Consignes des tâches →
1. Dans le récit de voyage sur le Nil, relevez tous les ornements que porte la plus jeune des femmes aperçues sous la tente.
2. Écrivez la suite du récit de voyage sur le Nil après sa dernière phrase.

Quant au chameau, on ne le voit nulle part, et son introduction est de beaucoup postérieure.

13 janvier.

Le calme continue. La température a même une mollesse qui semble annoncer un changement dans la direction du vent. Dieu le veuille, car depuis douze jours nous avons marché avec une lenteur désespérante. Nous sommes encore à environ quarante lieues du Caire.

Nous abordons à un petit village pour acheter quelques provisions. Un bois épais de mimosas et de dattiers l'entoure : nous chassons un peu ; mais la chaleur est énervante. Sous une tente, près du village, nous apercevons plusieurs femmes. L'une d'elles, plus jeune que les autres, fume nonchalamment un narguilé. Sa toilette est bizarre et recherchée : ses cheveux sont ornés de sequins ; une profusion de colliers retombent sur sa brune poitrine, que la tunique laisse à demi découverte. Elle a aussi des bracelets, d'immenses pendants d'oreilles, et un anneau d'argent passé dans la narine. Son visage est légèrement tatoué ; mais sous cet accoutrement singulier elle n'en est pas moins fort belle. Elle nous regarde assez effrontément en nous montrant ses dents blanches. Agostino, à qui nous nous informons, répond en ricanant. Il paraît que ce sont des almées. Sous le règne d'Abbas-Pacha, il y a quelques années, un grand nombre de ces femmes furent enlevées du Caire par la police, et déportées tout le long du Nil dans les villes et les villages, jusqu'à Assouan et même au delà.

Décidément le vent a sauté au sud : il souffle avec force. On tend la voile, et la barque commence à filer grand train. Bientôt l'aspect du ciel change. Au sud, du côté du vent, l'horizon, toujours si limpide, se trouble et prend une teinte grise. De minute en minute le vent augmente : il a presque la violence d'un ouragan. Nous marchons avec une vitesse de trois à quatre lieues à l'heure.

Malgré la force du vent, l'air est chaud, lourd, accablant. Evidemment c'est le kamsin qui souffle, le sirocco des Italiens. Kamsin, en arabe, veut dire cinquante : au printemps, ce vent du désert règne en Egypte avec plus ou moins de continuité pendant une cinquantaine de jours. L'hiver, il se fait sentir plus rarement. Surtout, il n'a dans cette saison ni la même violence ni la même ardeur redoutables. En ce moment, et impatients que nous étions des lenteurs du retour, il nous paraissait plutôt un bienfait qu'un inconvénient. Pourtant nous ne fûmes pas sans en souffrir un peu. L'atmosphère était devenue comme opaque, le ciel semblait de plomb ; et, dépouillé de rayons, le soleil apparaissait comme un disque de métal rougi au feu.

Données d'ancrage d'objets en langage naturel

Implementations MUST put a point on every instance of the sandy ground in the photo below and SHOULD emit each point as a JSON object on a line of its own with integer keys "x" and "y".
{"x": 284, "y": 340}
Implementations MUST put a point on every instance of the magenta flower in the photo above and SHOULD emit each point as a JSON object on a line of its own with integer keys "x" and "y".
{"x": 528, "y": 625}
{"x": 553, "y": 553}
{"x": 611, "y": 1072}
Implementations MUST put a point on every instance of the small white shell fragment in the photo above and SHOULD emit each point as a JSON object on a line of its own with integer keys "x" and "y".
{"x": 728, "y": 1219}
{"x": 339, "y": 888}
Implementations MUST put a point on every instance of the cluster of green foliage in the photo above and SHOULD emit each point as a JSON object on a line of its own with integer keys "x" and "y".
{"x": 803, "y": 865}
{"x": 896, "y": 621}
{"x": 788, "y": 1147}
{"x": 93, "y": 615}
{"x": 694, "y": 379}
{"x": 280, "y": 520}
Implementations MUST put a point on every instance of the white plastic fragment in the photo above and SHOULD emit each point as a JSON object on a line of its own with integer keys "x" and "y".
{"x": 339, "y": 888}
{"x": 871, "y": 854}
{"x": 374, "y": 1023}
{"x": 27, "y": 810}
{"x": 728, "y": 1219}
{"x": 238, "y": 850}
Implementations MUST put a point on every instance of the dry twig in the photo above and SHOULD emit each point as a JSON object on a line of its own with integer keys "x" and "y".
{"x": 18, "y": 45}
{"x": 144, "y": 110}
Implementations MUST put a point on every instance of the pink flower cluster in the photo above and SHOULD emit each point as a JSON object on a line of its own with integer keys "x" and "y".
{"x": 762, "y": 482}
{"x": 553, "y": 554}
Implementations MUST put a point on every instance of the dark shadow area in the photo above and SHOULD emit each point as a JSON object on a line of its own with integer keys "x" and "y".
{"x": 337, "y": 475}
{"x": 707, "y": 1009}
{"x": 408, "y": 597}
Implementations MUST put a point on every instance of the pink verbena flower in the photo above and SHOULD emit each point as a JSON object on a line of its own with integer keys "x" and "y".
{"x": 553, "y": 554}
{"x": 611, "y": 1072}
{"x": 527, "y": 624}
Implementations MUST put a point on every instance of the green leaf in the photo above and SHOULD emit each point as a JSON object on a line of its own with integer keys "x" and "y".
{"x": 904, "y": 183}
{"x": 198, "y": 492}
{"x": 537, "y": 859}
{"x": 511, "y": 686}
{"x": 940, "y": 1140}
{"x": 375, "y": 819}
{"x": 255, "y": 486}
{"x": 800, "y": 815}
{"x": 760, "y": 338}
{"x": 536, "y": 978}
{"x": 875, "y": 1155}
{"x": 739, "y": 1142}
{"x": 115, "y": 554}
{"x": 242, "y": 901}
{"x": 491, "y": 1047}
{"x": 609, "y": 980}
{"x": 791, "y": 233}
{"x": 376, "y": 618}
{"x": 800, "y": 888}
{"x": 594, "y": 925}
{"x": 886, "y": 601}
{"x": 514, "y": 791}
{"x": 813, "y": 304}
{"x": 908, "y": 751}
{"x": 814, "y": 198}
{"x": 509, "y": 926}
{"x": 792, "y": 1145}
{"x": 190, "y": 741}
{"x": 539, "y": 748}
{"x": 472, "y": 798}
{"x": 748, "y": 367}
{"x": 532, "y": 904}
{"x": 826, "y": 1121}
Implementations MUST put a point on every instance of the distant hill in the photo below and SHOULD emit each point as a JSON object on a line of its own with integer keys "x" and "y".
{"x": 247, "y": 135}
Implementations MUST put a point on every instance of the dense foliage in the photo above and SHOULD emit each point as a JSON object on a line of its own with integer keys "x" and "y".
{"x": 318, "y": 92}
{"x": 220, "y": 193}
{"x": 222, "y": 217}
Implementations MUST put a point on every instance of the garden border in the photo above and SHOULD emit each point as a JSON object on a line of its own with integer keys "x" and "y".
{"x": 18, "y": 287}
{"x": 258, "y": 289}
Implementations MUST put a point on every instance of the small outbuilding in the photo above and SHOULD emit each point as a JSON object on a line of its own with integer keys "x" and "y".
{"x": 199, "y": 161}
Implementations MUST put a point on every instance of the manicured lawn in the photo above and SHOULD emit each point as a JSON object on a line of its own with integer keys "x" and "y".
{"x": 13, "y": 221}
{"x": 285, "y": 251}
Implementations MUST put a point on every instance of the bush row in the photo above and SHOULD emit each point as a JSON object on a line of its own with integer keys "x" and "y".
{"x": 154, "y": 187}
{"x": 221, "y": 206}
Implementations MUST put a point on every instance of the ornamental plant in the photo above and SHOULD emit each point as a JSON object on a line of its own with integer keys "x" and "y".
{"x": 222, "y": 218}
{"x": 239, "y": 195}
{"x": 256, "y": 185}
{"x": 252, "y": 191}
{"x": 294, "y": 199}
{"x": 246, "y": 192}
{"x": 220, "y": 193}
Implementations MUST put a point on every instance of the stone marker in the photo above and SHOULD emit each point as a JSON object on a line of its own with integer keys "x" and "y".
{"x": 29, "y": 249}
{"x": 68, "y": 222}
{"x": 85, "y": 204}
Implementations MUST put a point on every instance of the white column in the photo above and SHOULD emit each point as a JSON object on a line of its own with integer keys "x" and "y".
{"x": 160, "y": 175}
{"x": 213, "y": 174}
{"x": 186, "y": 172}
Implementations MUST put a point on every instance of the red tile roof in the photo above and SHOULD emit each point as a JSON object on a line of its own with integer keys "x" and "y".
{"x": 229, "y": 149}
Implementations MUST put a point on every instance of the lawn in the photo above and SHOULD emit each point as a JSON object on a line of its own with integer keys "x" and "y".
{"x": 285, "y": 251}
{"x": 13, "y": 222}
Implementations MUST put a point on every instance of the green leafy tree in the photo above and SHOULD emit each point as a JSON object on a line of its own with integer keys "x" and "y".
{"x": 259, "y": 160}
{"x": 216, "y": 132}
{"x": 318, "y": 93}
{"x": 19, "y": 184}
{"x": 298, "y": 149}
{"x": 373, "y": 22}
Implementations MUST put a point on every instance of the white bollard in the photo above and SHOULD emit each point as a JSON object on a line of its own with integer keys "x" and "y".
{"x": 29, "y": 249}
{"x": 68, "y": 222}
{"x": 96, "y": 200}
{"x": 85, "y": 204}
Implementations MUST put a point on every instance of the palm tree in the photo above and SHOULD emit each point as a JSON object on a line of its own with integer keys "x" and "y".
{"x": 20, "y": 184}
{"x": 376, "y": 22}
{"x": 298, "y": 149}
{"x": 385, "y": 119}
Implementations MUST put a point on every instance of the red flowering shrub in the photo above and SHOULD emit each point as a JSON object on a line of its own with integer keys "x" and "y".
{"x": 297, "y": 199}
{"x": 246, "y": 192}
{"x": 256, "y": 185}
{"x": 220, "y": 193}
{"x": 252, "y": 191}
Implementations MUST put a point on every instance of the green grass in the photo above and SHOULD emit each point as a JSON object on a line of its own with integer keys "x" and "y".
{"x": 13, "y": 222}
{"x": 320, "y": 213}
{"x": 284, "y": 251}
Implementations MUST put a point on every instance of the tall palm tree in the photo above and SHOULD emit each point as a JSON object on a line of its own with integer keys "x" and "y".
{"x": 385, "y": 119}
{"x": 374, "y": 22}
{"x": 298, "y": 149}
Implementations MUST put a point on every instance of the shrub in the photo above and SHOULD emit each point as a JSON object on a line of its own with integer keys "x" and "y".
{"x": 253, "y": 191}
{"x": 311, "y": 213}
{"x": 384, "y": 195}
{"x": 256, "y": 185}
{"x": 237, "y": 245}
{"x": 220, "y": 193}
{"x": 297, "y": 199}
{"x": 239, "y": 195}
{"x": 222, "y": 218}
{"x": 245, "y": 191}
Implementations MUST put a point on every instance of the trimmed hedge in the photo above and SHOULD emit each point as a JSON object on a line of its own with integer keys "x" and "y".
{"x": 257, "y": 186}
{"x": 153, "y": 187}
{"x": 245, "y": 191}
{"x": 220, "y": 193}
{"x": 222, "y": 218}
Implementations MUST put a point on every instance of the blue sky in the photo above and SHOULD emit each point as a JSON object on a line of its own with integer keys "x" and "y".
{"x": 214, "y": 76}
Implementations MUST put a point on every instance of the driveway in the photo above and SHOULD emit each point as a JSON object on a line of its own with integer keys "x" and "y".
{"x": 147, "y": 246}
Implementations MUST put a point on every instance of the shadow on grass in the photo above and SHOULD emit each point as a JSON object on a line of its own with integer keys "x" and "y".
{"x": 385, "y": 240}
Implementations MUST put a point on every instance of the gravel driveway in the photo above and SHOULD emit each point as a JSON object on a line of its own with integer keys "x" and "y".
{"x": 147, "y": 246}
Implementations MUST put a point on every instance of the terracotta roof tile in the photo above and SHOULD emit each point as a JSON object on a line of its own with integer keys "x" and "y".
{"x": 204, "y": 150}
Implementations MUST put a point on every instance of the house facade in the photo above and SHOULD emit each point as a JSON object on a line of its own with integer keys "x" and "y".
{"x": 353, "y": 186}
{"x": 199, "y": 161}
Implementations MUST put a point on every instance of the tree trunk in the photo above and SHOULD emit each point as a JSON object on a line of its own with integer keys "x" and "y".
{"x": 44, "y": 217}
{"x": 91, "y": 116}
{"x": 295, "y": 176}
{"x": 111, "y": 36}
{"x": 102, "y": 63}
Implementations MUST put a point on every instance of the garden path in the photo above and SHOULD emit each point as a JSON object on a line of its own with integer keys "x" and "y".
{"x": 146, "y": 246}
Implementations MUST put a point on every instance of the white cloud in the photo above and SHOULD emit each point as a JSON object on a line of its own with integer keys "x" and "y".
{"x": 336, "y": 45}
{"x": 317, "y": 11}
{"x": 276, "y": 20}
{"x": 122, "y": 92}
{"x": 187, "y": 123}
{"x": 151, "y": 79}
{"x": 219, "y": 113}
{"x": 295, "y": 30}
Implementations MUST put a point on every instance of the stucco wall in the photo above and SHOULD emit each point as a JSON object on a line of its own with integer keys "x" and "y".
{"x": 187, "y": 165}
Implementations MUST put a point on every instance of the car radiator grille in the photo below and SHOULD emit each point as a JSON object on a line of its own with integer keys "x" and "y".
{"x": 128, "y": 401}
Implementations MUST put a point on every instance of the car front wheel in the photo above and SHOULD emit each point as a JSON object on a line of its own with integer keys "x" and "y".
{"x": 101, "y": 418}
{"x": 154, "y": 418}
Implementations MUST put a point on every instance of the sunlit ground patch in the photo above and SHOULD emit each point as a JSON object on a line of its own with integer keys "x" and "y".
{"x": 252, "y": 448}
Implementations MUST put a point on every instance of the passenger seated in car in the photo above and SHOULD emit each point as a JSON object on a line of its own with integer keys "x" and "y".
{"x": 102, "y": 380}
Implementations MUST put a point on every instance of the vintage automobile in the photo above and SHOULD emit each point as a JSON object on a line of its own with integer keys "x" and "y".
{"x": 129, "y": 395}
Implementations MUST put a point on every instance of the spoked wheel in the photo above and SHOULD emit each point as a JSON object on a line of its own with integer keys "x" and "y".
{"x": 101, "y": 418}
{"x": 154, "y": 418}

Vos réponses →
1. des sequins dans les cheveux, une profusion de colliers, des bracelets, d'immenses pendants d'oreilles, un anneau d'argent passé dans la narine

2.
On avait peine à respirer : l'air aride et mêlé d'une poussière impalpable fatiguait la poitrine. De là sans doute cet état d'abattement, d'énervement invincible qu'on éprouve pendant tout le temps que souffle le kamsin. Il y a un proverbe arabe qui dit : «La poussière du simoun perce la coquille d'un oeuf».

Mais nous glissions sur l'eau avec la rapidité de l'hirondelle : les rives fuyaient comme un panorama mouvant. Plus on approche du Caire, plus elles sont plates et monotones ; en revanche le fleuve s'anime de plus en plus. Les barques de commerce se montrent plus nombreuses.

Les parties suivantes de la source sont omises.